> [WHAT THE EXERCISE ASKS]: Lay out the lines from the start of the records through the line containing "[[[168,186],[167,192],[182,192],[182,187],[177,183],[171,182]]]", both included, as a Markdown table with the columns Row and Line, numbering each row and leaving out blank lines.
····················
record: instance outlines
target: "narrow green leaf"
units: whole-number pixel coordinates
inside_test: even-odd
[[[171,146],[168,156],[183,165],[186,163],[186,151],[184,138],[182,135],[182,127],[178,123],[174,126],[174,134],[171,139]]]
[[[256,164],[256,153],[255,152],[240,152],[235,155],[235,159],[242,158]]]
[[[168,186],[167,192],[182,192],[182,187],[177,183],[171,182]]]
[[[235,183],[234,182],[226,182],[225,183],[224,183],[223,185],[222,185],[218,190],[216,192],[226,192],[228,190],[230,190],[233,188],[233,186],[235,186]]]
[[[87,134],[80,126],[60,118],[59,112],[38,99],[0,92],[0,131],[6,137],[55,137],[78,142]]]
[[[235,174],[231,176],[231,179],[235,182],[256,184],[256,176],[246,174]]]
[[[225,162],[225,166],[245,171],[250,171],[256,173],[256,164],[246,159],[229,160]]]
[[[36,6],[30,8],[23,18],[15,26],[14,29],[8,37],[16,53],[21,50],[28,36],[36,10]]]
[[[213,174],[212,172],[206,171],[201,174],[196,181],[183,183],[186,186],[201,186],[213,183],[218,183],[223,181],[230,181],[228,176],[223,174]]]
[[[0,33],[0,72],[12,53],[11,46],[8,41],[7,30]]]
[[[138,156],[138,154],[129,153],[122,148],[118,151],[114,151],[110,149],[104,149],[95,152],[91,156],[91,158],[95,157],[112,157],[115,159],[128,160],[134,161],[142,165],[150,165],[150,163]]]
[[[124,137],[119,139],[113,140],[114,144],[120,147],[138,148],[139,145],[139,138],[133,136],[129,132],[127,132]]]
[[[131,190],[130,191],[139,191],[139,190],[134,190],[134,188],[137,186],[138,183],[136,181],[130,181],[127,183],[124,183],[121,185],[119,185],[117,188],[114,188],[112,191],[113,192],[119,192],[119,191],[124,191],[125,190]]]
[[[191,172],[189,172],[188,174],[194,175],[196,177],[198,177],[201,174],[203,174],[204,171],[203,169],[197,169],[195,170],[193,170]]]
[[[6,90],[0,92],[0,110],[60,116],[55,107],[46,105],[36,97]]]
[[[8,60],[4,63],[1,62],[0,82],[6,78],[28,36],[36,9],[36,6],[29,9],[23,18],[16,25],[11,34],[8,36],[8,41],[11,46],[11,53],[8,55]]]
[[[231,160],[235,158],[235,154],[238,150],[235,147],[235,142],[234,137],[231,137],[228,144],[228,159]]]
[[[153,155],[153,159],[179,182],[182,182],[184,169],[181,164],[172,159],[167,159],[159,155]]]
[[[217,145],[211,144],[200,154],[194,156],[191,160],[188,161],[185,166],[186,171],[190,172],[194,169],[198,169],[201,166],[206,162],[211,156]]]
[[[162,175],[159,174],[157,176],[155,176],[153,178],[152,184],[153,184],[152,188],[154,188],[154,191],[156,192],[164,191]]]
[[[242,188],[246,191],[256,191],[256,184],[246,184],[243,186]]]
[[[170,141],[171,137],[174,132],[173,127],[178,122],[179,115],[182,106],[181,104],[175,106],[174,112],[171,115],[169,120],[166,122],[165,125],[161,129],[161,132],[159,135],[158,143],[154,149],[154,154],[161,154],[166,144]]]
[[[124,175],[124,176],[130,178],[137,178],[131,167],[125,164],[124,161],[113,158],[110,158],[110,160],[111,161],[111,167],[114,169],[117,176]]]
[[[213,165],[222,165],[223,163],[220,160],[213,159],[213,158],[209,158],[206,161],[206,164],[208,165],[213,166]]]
····················
> [ANSWER FOR THIS EXERCISE]:
| Row | Line |
|---|---|
| 1 | record: instance outlines |
| 2 | target: "narrow green leaf" |
| 3 | units: whole-number pixel coordinates |
| 4 | inside_test: even-odd |
| 5 | [[[171,146],[168,156],[183,165],[186,163],[186,151],[184,138],[182,135],[182,127],[178,123],[174,126],[174,134],[171,139]]] |
| 6 | [[[256,164],[256,153],[255,152],[240,152],[235,155],[235,159],[242,158]]] |
| 7 | [[[168,186],[167,192],[182,192],[182,187],[177,183],[171,182]]] |